■ Short task:
Return, unchanged, the lines of the records between the line containing "track has been captured?" and the line containing "[0,320,333,347]", with both of those lines included.

■ Data records:
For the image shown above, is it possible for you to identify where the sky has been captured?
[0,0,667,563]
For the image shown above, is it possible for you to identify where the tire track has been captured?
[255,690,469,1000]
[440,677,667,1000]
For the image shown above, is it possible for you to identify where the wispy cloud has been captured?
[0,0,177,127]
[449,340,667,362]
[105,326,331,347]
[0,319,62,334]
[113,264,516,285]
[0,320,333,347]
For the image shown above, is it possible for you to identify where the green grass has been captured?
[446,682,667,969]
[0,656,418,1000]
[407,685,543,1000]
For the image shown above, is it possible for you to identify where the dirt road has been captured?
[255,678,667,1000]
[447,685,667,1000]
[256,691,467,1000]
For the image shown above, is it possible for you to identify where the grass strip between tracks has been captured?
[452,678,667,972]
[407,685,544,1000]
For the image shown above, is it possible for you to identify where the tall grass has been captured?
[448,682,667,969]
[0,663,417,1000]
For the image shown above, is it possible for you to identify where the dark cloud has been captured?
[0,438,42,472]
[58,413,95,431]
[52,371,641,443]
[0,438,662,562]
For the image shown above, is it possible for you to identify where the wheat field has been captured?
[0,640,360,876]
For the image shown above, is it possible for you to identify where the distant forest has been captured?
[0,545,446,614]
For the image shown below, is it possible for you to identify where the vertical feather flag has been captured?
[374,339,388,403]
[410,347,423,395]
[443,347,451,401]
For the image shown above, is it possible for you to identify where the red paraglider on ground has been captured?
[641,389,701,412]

■ Answer for the task:
For the image shown above, is it possible for you to identify where the tire track has been captured?
[255,690,469,1000]
[440,677,667,1000]
For the image shown above, is it possible for you to identify where the wispy cloud has been captured?
[0,0,177,127]
[449,340,667,362]
[105,326,331,347]
[0,319,62,334]
[113,264,516,285]
[0,320,333,347]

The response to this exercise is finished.